* _Given exercise_: Rewrite the data below from the line with "stainless steel sink." through the end, putting "brushed steel" wherever "stainless steel" appears and leaving everything else unchanged.

------ Data to process

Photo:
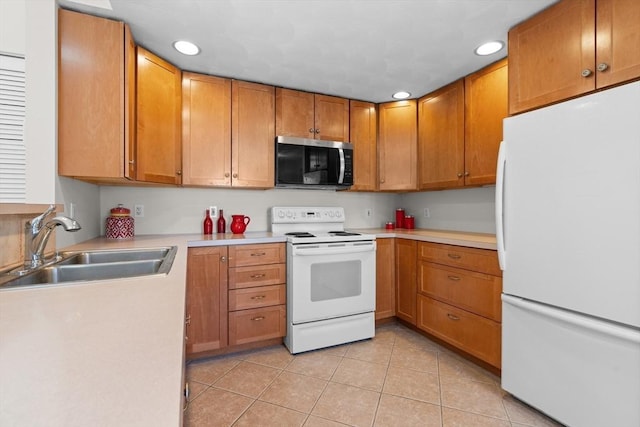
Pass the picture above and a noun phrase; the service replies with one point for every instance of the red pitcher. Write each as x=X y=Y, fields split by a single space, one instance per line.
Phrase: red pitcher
x=239 y=223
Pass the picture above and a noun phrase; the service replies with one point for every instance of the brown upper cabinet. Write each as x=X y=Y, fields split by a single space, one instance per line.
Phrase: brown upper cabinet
x=572 y=48
x=227 y=132
x=362 y=130
x=206 y=130
x=252 y=135
x=460 y=129
x=96 y=98
x=397 y=146
x=308 y=115
x=158 y=119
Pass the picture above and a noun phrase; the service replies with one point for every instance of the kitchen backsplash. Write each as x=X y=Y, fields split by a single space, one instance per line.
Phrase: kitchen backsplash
x=181 y=210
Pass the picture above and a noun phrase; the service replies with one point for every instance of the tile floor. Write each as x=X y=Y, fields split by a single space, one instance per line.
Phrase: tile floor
x=398 y=378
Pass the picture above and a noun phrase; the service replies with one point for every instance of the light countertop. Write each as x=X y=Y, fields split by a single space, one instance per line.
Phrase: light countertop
x=111 y=352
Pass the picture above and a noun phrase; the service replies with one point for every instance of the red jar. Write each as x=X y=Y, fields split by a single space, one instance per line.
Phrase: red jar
x=120 y=224
x=399 y=218
x=409 y=222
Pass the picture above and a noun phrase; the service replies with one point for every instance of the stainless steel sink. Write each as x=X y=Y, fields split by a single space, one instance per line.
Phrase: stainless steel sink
x=96 y=265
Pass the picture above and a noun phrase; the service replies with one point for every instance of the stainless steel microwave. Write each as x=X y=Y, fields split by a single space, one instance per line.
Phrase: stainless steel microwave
x=313 y=163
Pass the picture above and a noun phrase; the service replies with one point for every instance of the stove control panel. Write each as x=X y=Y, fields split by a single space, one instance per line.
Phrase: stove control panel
x=288 y=215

------------

* _Solution to this exercise_:
Pass the picture above and a noun phrase; the service replies with one point for every instance of the brushed steel sink. Write each as x=X y=Y, fields split by a single space, one instance per line.
Phrase: brushed steel sink
x=96 y=265
Pass the picture above and a noun phrase; the service replies with one point for every instance of the brushed steel microwave. Write each as x=X y=Y, fields split by a single space, one instance per line.
Phrase: brushed steel microwave
x=313 y=163
Pass the picture above and a noun phrase; the service replies with one point for every instance of the stove control panel. Write each as x=X y=Y, fields split by a single space, one instance per line.
Phrase: stove control panel
x=288 y=215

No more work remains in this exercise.